**PASSAGE PROVIDED**
—————

As far as I can tell, you’re the only person in this thread who is saying any of that about you.

Okay. But those things are coming whether you believe we need them or not.

Do you fear vehicular automation (or at least dislike it) partly because you don’t understand it? Your post suggests that might be the case.

If not, why don’t you feel the same way about lane keeping, cruise control and similar driver-assistance technologies? Do you understand the inner workings of those? They’re different in degree but not in kind.

For the record, I find the idea of a ‘backup’ human to be ridiculous. If a car is actually automated, it should not have human controls at all, except for potentially a ‘crawl’ mode where you can direct the car short distances at low speeds using a keypad or joystick.

For testing automated vehicles, you need to have controls and a person who is actively engaged in the entire trip. That means hands on the wheel, eyes on the road, if you need to have cameras to enforce that, have cameras to enforce that.

—————

**RECORDS PROVIDED**
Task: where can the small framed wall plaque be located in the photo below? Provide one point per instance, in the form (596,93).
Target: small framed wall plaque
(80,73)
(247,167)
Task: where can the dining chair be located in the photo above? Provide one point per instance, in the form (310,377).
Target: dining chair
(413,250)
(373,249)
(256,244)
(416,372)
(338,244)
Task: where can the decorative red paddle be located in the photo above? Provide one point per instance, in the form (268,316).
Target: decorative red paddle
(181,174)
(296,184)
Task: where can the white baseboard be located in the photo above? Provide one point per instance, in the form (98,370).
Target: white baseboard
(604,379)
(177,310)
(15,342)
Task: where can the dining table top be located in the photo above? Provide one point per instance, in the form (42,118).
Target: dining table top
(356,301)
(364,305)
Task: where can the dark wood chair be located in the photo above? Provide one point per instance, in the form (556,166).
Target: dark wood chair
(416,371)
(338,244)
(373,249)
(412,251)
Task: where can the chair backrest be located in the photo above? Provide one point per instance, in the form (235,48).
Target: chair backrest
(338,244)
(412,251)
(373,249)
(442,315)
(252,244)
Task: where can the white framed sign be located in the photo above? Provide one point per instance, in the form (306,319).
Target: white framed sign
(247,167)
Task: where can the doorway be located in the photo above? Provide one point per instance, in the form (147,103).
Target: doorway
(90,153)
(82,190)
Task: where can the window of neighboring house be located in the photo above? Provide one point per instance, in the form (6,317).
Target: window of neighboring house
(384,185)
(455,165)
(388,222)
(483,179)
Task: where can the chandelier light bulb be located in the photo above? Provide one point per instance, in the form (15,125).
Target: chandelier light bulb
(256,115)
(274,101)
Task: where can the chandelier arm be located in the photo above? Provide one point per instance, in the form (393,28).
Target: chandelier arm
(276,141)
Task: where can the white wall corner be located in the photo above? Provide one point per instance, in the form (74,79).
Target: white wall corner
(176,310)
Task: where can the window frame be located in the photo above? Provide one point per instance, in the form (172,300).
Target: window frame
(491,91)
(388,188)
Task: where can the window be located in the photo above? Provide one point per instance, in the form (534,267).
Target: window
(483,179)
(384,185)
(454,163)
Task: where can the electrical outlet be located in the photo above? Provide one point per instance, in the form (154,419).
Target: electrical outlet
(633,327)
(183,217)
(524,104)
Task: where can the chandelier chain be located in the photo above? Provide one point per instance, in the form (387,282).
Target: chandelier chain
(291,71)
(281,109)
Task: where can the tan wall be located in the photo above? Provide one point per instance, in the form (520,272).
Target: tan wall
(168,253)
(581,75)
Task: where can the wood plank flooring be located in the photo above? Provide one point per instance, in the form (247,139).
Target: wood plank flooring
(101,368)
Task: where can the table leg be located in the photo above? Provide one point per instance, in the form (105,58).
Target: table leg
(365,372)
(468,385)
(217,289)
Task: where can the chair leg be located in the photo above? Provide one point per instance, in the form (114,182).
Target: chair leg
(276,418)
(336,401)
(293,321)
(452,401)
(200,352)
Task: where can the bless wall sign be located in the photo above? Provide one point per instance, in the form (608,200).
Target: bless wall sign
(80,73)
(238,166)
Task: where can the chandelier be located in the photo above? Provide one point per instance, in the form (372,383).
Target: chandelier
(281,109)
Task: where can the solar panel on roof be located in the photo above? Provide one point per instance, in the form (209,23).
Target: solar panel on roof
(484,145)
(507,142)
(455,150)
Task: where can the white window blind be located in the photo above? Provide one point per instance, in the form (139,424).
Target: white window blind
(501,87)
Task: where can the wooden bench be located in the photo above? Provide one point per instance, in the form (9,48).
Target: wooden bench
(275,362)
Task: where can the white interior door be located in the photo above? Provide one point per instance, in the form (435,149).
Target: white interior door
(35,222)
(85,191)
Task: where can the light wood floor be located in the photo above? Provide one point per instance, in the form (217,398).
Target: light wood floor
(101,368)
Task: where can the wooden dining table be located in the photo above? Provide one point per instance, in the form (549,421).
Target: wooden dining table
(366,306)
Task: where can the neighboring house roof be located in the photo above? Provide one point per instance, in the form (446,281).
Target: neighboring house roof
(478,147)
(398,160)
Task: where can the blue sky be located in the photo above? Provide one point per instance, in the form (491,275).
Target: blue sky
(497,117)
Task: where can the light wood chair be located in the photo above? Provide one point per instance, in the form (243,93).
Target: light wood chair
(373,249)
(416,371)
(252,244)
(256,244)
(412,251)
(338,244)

—————

**EXPLORE THE MATERIAL**
**1)** In the comment on vehicle automation, give the part between "As far as I" and "keypad or joystick.", inclusive, again, swapping "keypad" for "touchscreen".
**2)** Answer these about the comment on vehicle automation:
(a) Which two driver-assistance technologies does it name?
(b) What idea does the writer find ridiculous?
(c) What two things does it say you need for testing automated vehicles?

**ANSWERS BY TASK**
**1)**
As far as I can tell, you’re the only person in this thread who is saying any of that about you.

Okay. But those things are coming whether you believe we need them or not.

Do you fear vehicular automation (or at least dislike it) partly because you don’t understand it? Your post suggests that might be the case.

If not, why don’t you feel the same way about lane keeping, cruise control and similar driver-assistance technologies? Do you understand the inner workings of those? They’re different in degree but not in kind.

For the record, I find the idea of a ‘backup’ human to be ridiculous. If a car is actually automated, it should not have human controls at all, except for potentially a ‘crawl’ mode where you can direct the car short distances at low speeds using a touchscreen or joystick.

**2)**
(a) Lane keeping and cruise control.
(b) The idea of a 'backup' human.
(c) Controls and a person who is actively engaged in the entire trip.